VOS TÂCHES:
1. Dans le texte sur les mères porteuses en Ukraine, par quelle expression la femme acheteuse désigne-t-elle la mère porteuse ?
2. Reprenez le texte sur les mères porteuses en Ukraine à la suite de sa dernière phrase.

TEXTE EXTRAIT:
================================

Mais l’impudeur d’une femme [acheteuse] qui se dit mère sans l’être, qui pleure dans les médias, et qui traite la mère porteuse de « femme enceinte » [1] [lui niant sa qualité de mère], dans ce contexte de guerre et de désespoir, c’est déjà trop.

 

Cette « femme enceinte », cette mère [porteuse], qui a été séparée de sa famille, des enfants qu’elle a déjà et qui  passe par ce processus déshumanisant et cruel de tenter de se convaincre qu’elle ne porte pas son propre enfant mais celui d’un autre et d’une autre. Elle ne sait pas si elle s’en sortira vivante. Elle ne sait pas si elle sortira vivante de la clinique, si elle retrouvera sa famille. Pour remplir un contrat, elle a peut-être manqué l’occasion de traverser la frontière pour se réfugier dans un autre pays. Elle est prise au piège dans cet hôpital qui peut être bombardé avec le risque élevé d’accouchement prématuré du au stress, d’hémorragie post-partum, ou de prééclampsie lié du processus de fécondation (FIV) et à la surmédicalisation ( hormones, antibiotiques …) qu’il implique

 

Mais les médias mettent le micro devant la « mère », le « père », c’est-à-dire devant les acteurs et les acheteuses et diffusent le discours selon lequel cette femme ukrainienne est un utérus, un « four à pain », une fée, un ange, mais surtout quelque chose de jetable et d’insignifiant.

================================

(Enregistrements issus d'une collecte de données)
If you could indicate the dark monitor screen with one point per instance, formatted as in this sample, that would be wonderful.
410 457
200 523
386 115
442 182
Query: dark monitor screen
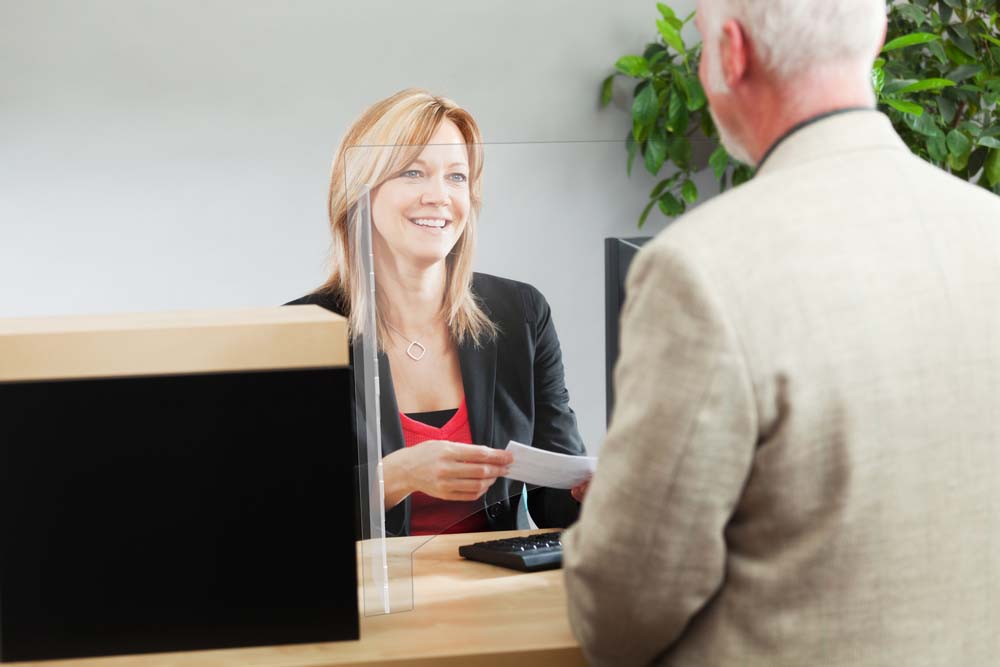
618 256
179 512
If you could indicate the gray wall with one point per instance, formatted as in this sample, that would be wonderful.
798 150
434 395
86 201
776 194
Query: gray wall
169 155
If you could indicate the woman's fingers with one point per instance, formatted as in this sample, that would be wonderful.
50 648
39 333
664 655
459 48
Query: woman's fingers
465 470
481 454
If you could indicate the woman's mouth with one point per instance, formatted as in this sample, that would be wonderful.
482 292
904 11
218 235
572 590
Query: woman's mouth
430 223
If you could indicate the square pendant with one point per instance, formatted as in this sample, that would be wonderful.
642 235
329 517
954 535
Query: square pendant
415 355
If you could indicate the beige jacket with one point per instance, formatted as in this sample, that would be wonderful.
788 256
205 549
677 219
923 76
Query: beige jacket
803 467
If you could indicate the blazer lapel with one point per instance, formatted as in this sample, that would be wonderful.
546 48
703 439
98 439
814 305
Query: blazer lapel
392 429
479 371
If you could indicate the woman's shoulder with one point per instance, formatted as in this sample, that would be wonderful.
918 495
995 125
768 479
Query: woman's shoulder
326 300
505 297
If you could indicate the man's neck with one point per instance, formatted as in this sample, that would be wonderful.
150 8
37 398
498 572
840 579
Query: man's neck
782 106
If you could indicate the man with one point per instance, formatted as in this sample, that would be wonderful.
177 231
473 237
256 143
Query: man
803 467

================================

RÉPONSES AUX EXERCICES:
1. Elle la désigne comme une « femme enceinte ».

2.
 

Et alors que nous sommes encore en train de nous indigner que des journalistes donnent leur voix à un discours aussi atroce, nous constatons que la Fundación Madrina offre un hébergement aux « femmes en processus de maternité de substitution » jusqu’à ce qu’elles accouchent. Et ensuite, que leur arrivera-t-il ? Les bébés seront-ils remis aux acheteurs en vertu d’un contrat nul et non avenu en Espagne selon la loi 14/2006 de la HRT ? Devons-nous vraiment continuer à supporter l’inaction des autorités face à cette violation de la loi en vigueur ?

 

L’Ukraine est le pays le plus pauvre d’Europe. C’est le ventre de l’Europe. Les femmes ukrainiennes sont exploitées en louant leur utérus et en vendant leurs ovules. Les conditions sont terribles, ne soyez pas dupes, derrière le sourire aux clients il y a l’isolement, les complications médicales, l’abandon des bébés qui ont des problèmes, des femmes transférées dans d’autres pays à la demande du client.

 

Cela fait des semaines que nous avons des nouvelles du bébé de Natalka, abandonné par ses « parents » dans un hôpital parce qu’il est né avec des problèmes. Nous savons qu’il y en a d’autres comme lui. Cette information ne nous parviendra pas, car il n’est pas intéressant de savoir combien de bébés sont rejetés parce qu’ils ne sont pas parfaits ou combien ne surmontent pas leurs problèmes, parce que leurs vraies mères ont perdu leurs droits par contrat, et qu’elles ne disposent pas d’un canapé confortable d’où se connecter pour garder le contact par vidéoconférence.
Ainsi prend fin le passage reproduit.